- _EXERCISE PROMPT_: Copy out the records below word for word, giving only the stretch from the line that contains "curtain in the photo above." through the end of the records.

- _DATASET_:

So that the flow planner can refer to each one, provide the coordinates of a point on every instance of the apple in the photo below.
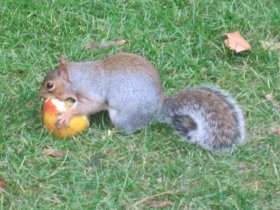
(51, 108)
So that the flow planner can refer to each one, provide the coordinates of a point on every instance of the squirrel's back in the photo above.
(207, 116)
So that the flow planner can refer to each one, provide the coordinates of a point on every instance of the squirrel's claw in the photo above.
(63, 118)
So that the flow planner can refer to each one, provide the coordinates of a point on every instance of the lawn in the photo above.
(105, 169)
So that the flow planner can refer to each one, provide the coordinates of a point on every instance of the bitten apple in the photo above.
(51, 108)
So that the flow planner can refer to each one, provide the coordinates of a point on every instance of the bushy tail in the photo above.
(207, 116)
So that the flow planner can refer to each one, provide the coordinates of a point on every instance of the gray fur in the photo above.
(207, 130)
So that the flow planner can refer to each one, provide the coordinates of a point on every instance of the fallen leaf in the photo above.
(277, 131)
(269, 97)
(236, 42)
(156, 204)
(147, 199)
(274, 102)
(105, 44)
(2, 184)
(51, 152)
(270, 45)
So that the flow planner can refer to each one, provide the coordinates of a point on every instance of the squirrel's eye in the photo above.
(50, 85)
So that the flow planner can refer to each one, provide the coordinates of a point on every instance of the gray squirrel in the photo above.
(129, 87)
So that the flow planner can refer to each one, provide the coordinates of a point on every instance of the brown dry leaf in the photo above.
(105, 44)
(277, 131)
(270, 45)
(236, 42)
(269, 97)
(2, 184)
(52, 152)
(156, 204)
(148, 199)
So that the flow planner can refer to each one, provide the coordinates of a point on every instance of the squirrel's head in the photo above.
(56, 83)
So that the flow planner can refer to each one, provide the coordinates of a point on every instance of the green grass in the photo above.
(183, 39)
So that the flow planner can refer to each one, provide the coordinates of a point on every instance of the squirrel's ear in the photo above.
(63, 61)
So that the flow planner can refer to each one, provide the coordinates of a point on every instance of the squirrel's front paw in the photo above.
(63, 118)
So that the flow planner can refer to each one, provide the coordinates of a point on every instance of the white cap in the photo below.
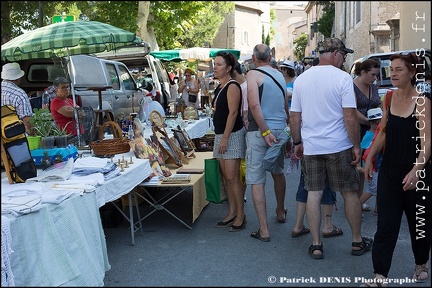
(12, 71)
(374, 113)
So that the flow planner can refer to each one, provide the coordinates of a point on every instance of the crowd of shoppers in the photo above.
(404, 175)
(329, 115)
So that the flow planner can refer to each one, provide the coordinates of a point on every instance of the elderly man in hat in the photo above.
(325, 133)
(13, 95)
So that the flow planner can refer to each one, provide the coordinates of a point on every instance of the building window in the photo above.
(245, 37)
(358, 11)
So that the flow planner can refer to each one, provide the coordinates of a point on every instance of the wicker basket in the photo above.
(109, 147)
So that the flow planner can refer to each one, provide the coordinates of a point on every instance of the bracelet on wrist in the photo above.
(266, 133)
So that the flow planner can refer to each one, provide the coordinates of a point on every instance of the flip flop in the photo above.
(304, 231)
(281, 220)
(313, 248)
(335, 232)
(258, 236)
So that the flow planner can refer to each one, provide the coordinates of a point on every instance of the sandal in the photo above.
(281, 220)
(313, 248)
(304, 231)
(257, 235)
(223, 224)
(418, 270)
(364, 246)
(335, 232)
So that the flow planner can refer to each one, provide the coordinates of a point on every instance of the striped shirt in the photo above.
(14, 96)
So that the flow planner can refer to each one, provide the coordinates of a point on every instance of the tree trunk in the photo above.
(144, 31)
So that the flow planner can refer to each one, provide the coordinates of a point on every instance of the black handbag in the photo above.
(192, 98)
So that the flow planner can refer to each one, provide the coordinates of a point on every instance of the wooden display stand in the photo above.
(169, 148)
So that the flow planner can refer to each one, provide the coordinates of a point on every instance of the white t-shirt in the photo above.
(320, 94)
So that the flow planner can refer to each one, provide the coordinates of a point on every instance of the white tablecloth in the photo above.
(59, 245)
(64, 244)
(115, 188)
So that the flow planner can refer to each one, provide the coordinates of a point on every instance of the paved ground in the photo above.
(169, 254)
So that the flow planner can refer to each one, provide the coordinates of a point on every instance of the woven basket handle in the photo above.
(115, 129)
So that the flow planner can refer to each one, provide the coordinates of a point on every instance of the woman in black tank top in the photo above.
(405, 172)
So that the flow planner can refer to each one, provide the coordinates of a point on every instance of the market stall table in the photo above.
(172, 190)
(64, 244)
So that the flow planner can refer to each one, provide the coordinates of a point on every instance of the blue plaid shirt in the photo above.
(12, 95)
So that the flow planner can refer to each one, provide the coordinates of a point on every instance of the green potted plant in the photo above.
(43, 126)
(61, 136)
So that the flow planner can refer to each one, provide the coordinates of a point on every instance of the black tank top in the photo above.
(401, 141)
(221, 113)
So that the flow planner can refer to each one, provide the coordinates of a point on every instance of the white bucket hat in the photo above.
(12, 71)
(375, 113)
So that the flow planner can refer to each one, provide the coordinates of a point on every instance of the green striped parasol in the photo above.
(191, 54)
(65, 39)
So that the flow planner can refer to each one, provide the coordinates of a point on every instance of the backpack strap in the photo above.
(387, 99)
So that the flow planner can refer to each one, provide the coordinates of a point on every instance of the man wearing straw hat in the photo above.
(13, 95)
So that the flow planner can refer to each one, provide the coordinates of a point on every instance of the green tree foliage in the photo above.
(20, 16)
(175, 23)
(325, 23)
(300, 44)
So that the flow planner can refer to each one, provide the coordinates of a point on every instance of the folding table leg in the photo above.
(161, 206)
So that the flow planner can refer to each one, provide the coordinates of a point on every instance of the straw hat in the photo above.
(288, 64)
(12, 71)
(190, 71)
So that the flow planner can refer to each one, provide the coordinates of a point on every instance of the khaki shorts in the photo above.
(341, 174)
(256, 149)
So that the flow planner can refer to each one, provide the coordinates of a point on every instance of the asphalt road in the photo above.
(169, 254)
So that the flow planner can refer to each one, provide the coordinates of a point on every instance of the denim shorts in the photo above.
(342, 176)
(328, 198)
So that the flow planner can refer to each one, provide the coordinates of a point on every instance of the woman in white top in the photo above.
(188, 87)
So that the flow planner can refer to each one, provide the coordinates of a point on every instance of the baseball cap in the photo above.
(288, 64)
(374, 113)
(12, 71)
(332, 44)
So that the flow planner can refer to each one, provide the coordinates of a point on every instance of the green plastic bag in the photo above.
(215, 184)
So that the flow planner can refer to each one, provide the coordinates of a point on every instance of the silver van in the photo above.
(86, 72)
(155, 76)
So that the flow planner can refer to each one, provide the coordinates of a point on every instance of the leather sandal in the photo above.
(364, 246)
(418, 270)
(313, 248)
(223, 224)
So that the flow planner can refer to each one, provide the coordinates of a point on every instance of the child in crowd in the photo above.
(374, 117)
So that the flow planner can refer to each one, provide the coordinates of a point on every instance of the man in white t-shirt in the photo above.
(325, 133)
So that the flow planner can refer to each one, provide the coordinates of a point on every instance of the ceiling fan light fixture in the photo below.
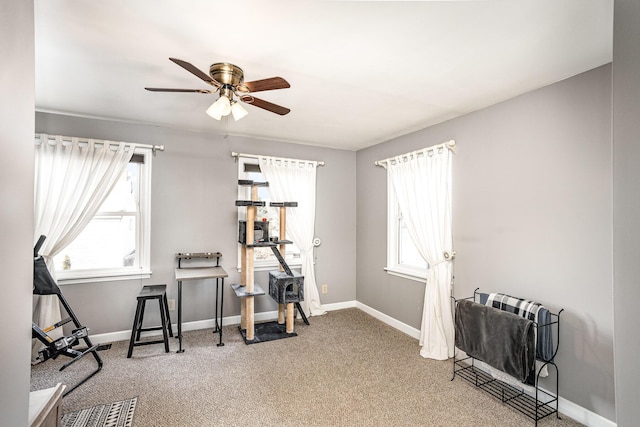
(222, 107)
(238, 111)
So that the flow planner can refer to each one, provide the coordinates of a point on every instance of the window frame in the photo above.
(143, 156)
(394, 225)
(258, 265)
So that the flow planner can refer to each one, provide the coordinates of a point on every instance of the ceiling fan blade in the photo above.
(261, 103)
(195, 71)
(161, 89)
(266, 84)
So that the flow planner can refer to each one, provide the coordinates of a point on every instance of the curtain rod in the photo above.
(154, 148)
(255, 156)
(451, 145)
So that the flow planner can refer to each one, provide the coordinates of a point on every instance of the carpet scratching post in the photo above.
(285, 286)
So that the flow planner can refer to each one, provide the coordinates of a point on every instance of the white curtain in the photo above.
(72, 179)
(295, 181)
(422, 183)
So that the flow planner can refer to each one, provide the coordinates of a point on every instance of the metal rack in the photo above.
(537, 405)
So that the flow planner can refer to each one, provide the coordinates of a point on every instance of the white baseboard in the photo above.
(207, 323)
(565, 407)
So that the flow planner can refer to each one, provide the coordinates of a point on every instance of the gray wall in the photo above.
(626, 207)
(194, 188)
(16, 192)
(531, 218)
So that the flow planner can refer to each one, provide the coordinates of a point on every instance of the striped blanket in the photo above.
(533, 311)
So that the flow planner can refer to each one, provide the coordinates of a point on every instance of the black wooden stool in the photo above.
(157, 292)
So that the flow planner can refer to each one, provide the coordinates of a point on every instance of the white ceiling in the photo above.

- _WRITTEN RESPONSE_:
So that the flow planner can refer to each one, provide the coordinates of a point on every instance of the white curtain in the photo above.
(72, 179)
(295, 181)
(422, 183)
So that the flow planner can refer to each one, provide the coordinates of a point on every instance of the metal rack in the photo above.
(537, 405)
So that the flow planner can refer to each one, provide the coordinates of a point on every instance of the white baseboard in the photo above.
(207, 323)
(565, 407)
So that the flow planner can refer to each one, provide the coordinates of a point on every instance of the gray wall in the photo above.
(626, 207)
(194, 188)
(16, 192)
(531, 218)
So that the flow planner can refer to each one, provide the coordinates of a point on every instance of the striped blanket in the photo above.
(533, 311)
So that the flow planner can refer to each one, provide the coordinates of a point on every instance of the black wooden stool in the photo above.
(157, 292)
So that the flow planner can refer to each one, provide the coordinates of a point on every instance of the white ceiling in the photo above.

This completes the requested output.